───── RECORDS PROVIDED
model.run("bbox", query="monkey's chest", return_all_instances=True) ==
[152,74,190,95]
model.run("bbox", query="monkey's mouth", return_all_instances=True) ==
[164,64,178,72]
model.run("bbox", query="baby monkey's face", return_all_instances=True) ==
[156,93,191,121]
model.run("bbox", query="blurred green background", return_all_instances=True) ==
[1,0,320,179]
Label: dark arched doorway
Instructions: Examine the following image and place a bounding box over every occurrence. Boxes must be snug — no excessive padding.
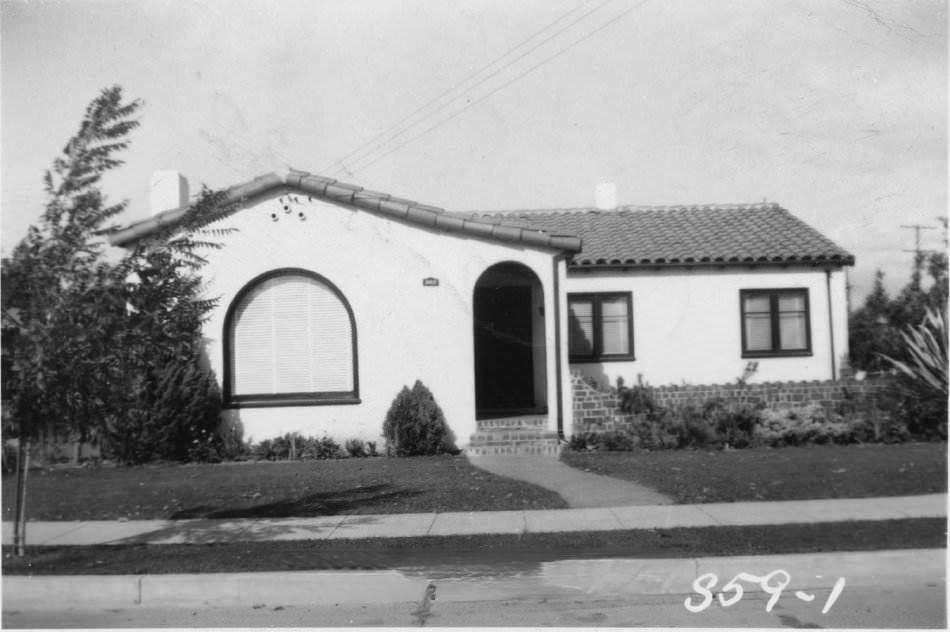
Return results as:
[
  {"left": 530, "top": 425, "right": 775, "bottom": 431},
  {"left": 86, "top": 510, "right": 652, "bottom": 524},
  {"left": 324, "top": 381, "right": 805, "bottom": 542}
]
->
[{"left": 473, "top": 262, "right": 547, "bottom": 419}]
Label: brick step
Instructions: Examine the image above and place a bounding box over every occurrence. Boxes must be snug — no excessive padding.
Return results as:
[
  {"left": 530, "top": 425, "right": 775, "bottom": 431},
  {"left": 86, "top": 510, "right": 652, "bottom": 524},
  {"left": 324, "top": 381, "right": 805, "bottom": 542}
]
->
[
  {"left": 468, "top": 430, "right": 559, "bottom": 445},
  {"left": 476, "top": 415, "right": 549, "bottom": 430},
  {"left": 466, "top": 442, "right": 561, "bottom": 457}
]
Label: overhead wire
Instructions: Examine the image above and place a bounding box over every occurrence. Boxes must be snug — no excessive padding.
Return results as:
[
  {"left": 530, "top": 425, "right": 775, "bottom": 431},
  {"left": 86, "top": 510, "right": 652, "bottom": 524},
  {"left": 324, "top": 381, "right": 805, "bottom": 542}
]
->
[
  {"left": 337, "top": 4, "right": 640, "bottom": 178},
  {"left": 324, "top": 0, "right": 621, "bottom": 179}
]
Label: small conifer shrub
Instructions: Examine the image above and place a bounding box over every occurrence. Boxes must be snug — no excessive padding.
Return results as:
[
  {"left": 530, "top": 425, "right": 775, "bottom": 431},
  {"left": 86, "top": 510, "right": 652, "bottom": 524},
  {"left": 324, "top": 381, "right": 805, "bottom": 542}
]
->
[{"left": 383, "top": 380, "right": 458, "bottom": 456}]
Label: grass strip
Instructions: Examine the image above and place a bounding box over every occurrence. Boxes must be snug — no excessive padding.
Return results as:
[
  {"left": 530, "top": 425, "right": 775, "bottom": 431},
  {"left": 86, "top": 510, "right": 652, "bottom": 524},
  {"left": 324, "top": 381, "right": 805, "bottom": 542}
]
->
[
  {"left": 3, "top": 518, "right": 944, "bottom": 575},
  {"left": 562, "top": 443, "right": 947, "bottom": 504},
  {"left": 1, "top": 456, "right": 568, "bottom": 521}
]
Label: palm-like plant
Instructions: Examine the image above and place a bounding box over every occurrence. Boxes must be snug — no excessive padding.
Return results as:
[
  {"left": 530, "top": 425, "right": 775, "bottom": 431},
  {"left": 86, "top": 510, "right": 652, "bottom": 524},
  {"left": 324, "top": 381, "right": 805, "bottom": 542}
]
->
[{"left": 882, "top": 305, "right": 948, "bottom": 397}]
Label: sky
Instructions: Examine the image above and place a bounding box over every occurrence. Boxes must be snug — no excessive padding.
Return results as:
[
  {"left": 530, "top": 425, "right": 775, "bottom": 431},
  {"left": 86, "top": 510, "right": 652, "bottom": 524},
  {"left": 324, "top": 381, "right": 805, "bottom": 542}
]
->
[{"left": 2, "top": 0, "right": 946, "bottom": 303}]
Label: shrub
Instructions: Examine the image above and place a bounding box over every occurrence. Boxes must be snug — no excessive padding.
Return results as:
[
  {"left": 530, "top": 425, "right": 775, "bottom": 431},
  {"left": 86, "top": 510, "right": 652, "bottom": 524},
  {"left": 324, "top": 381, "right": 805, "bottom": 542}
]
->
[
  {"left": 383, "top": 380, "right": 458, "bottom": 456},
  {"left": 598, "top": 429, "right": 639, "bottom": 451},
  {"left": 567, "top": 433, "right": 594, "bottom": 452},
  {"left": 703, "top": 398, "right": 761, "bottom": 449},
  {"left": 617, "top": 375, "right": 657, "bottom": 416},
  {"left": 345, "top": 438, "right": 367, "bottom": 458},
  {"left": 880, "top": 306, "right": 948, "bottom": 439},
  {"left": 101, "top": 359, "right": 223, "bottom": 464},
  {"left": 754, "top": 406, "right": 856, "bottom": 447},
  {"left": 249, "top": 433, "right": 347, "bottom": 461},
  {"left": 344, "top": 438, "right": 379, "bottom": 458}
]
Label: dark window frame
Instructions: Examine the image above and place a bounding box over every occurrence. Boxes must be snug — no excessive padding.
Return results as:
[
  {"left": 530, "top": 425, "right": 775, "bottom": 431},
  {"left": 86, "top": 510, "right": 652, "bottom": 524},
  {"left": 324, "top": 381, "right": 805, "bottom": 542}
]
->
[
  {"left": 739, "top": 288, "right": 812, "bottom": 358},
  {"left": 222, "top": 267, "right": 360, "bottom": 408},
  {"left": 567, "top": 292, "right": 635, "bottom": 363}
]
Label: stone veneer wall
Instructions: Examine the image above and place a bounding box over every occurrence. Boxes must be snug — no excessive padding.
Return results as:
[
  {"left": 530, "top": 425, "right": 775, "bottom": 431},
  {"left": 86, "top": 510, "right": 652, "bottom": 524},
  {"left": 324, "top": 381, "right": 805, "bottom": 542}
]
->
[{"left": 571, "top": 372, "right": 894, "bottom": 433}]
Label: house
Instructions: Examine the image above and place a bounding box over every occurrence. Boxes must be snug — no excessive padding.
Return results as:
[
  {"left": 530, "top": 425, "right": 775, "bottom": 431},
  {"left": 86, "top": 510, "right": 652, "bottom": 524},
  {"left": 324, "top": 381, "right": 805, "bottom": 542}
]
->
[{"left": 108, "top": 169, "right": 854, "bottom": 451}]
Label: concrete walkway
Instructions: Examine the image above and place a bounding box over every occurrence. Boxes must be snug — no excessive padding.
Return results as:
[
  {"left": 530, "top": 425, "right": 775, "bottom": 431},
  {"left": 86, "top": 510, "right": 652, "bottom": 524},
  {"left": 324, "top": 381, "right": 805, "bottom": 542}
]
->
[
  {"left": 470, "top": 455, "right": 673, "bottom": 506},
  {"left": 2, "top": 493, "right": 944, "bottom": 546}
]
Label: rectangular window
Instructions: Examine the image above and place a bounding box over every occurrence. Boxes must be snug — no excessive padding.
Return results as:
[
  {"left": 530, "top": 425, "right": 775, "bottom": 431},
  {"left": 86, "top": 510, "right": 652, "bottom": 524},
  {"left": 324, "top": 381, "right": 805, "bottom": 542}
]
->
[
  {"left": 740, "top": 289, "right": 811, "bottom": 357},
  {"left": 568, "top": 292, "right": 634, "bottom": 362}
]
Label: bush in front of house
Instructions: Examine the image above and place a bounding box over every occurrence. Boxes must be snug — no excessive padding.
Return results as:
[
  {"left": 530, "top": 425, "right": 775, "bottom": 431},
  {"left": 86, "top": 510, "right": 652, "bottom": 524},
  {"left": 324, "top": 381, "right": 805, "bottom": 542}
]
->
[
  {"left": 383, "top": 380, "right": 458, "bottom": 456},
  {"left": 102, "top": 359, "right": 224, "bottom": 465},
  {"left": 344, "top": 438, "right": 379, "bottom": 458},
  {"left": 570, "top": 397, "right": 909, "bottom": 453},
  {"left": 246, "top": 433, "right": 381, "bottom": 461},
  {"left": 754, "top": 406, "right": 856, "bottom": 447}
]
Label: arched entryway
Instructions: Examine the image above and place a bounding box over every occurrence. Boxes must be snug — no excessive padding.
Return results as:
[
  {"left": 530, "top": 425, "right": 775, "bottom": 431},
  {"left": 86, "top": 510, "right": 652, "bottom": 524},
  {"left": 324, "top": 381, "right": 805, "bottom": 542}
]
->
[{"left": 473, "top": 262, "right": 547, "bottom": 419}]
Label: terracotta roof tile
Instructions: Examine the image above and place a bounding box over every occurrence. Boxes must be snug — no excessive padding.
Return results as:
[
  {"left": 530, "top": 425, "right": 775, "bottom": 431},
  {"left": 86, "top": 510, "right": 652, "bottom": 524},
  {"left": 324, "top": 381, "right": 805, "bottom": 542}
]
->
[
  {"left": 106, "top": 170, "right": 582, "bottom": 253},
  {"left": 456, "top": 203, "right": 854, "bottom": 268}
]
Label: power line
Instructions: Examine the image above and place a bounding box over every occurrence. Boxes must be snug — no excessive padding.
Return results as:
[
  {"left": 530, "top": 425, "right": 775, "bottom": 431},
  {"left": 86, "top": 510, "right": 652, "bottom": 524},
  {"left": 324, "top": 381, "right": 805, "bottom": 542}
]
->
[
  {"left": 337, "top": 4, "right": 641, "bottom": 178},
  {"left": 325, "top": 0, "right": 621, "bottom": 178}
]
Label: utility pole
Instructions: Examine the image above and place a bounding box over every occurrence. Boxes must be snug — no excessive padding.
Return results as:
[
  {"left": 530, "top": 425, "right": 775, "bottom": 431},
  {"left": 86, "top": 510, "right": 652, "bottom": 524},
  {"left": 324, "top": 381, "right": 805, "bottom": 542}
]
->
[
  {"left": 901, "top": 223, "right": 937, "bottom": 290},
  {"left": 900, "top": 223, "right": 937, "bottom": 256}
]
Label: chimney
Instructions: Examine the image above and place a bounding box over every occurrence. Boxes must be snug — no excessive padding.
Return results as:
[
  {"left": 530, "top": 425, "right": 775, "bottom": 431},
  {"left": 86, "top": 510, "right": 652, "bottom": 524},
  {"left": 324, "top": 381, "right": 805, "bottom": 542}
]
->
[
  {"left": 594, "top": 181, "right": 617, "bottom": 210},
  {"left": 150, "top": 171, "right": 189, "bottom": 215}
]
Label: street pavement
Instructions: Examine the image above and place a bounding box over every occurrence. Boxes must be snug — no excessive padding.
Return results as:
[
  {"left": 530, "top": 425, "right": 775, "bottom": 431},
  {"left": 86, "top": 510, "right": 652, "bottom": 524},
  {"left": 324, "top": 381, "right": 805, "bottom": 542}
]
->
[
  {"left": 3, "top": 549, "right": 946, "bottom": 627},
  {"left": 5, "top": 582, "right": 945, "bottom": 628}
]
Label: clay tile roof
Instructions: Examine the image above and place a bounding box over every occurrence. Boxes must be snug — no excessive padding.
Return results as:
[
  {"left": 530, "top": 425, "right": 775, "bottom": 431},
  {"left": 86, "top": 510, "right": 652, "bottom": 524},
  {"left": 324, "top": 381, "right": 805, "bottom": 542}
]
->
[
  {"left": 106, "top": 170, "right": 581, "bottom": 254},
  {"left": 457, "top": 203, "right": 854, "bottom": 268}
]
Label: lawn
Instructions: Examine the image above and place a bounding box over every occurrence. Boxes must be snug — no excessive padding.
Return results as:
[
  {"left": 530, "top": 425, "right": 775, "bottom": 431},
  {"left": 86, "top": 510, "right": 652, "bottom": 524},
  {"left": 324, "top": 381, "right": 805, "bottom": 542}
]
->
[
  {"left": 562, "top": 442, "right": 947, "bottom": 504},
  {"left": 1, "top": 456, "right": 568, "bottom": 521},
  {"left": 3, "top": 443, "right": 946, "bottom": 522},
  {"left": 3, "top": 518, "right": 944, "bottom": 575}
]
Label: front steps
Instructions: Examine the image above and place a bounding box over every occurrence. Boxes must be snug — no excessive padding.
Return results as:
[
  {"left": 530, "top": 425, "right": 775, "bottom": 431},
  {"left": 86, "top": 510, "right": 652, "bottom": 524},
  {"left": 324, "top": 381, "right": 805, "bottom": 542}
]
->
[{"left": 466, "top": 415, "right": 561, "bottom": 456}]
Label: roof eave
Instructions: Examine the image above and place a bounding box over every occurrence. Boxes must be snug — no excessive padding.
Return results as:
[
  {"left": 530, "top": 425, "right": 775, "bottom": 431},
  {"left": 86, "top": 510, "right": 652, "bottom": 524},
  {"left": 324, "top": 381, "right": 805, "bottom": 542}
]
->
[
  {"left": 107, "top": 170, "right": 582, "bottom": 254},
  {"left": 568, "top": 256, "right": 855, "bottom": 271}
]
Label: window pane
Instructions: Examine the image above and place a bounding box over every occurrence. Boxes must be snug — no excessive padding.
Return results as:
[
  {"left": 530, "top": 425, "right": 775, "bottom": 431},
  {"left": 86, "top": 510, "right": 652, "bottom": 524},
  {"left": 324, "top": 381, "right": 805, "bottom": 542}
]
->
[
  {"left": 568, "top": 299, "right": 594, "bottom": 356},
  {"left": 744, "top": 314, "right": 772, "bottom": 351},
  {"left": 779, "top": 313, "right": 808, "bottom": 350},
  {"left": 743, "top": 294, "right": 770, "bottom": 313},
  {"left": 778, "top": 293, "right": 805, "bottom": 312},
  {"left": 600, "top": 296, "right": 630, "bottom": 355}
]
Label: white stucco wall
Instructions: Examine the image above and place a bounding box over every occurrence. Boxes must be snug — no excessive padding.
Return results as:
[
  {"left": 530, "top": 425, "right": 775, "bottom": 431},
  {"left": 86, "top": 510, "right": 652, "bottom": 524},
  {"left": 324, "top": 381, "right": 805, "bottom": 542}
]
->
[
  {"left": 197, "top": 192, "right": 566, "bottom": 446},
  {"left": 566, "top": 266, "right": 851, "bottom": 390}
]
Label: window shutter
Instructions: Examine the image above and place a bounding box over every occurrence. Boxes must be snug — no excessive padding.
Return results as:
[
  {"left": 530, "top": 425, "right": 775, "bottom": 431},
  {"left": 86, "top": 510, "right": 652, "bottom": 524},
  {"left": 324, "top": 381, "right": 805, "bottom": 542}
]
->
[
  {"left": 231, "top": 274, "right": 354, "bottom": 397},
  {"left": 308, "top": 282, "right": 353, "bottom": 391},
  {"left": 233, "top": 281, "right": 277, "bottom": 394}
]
──────────
Reproduce each line of the material containing the word "house".

**PROBLEM SOLUTION**
Label: house
Label: bush in front of house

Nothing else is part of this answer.